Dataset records
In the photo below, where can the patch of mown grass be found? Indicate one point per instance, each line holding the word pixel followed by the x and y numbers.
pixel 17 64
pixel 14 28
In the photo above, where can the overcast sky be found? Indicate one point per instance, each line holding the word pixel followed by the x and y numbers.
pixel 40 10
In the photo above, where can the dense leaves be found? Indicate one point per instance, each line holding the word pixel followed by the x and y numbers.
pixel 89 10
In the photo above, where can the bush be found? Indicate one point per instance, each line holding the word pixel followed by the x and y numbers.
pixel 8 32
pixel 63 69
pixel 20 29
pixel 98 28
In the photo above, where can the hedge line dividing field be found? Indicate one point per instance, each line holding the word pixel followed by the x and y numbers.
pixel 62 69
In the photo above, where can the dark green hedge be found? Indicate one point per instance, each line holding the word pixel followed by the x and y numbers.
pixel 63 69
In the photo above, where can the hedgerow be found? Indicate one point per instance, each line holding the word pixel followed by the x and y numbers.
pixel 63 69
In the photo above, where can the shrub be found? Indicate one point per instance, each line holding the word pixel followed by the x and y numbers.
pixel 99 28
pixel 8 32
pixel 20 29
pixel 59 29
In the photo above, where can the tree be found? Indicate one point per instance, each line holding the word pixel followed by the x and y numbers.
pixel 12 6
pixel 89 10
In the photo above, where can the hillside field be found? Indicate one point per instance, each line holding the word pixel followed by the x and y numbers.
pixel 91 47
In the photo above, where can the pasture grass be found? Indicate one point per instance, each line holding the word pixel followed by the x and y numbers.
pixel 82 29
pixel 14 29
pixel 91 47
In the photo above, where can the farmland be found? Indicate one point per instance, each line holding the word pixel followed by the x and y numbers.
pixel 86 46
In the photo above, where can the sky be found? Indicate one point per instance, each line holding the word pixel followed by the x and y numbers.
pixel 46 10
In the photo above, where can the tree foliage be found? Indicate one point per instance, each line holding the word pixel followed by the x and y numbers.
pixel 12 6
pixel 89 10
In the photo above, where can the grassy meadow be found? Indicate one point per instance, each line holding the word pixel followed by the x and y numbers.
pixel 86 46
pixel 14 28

Requirement: Reproduce all of the records above verbatim, keeping every line in its original order.

Task response:
In the photo below, where can the patch of mown grass be found? Indicate one point per instance, each line holding the word pixel followed by the x and y numbers.
pixel 17 64
pixel 14 28
In the photo above, where can the overcast sky be found? Indicate one point per instance, each line holding the word pixel followed by the x and y numbers.
pixel 40 10
In the photo above, where can the dense leaves be found? Indicate one point per instance, each line holding the word pixel followed by the x and y numbers.
pixel 89 10
In the photo above, where can the bush be found? Indicate one point per instance, each line holding the word pixel followed by the x and y numbers.
pixel 8 32
pixel 63 69
pixel 20 29
pixel 98 28
In the photo above, where can the hedge line dividing field be found? Indicate one point per instance, each line holding the word pixel followed by the x and y numbers.
pixel 62 69
In the photo above, where can the dark green hedge be found? Indicate one point per instance, each line holding the word pixel followed by the x and y numbers.
pixel 63 69
In the photo above, where can the hedgerow be found? Indicate one point per instance, each line holding the word pixel followed by the x and y numbers.
pixel 63 69
In the photo above, where can the shrub be found? Indicate one point per instance, each line holding the word pixel followed by the x and y numbers.
pixel 99 28
pixel 8 32
pixel 20 29
pixel 59 29
In the photo above, where can the tree be found? Indicate one point per instance, each line holding the word pixel followed by the x and y numbers.
pixel 12 6
pixel 89 10
In the photo above, where can the hillside field be found? Indicate one point per instance, each line holding the word pixel followed by the x and y numbers.
pixel 91 47
In the photo above, where can the pasture grass be found? Indicate one point per instance, each line holding the word pixel followed by the x and y numbers.
pixel 82 29
pixel 14 29
pixel 91 47
In the photo above, where can the farmland be found? Indicate one point per instance, each line holding the word pixel followed by the x and y numbers.
pixel 86 46
In the photo above, where can the sky be found? Indicate one point per instance, each line holding the word pixel followed by the x and y numbers.
pixel 46 10
In the photo above, where can the tree foliage be found? Indicate one point per instance, each line holding the word pixel followed by the x and y numbers.
pixel 12 6
pixel 89 10
In the photo above, where can the grassy meadow be found? Indicate one point per instance, each line holding the word pixel followed by the x and y numbers.
pixel 86 46
pixel 14 28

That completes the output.